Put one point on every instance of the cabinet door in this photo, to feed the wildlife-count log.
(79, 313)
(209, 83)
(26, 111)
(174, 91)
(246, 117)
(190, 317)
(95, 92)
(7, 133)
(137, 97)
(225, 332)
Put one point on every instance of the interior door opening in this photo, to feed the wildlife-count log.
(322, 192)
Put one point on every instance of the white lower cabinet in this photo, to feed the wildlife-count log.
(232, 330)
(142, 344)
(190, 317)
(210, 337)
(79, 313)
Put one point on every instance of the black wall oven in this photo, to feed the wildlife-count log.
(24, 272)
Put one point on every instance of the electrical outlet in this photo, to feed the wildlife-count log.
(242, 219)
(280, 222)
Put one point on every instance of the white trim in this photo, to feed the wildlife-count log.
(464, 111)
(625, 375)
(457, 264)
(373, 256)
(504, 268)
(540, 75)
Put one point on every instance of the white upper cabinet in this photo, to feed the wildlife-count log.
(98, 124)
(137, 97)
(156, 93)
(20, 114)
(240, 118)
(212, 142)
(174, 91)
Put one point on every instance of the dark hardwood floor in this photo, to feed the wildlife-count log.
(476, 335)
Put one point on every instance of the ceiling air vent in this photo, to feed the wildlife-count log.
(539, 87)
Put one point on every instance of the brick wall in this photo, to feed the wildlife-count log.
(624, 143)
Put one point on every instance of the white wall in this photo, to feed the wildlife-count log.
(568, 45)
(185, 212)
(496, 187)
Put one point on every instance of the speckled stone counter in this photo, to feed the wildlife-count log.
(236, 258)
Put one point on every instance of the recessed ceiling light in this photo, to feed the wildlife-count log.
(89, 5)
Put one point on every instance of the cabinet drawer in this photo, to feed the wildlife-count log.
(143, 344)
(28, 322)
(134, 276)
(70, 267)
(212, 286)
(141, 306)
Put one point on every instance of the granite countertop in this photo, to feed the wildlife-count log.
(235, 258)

• **Activity**: Each of the lines from the one that contains "Put one point on every instance of the speckled" through the last line of the data needs to be repeated exactly, with no others.

• **Task solution**:
Put one point on every instance of the speckled stone counter in this photo, to feed the wildlife-count log.
(236, 258)
Put one point on every instance of the recessed ceiling light in this photo, to feed the wildlife-count log.
(89, 5)
Put one point on every instance of the cabinet drawer in this photo, to feed the wildlife-count log.
(143, 344)
(28, 322)
(134, 276)
(70, 267)
(212, 286)
(141, 306)
Put one point on every instance of the granite countertop in this photo, to feed the wildlife-count log.
(235, 258)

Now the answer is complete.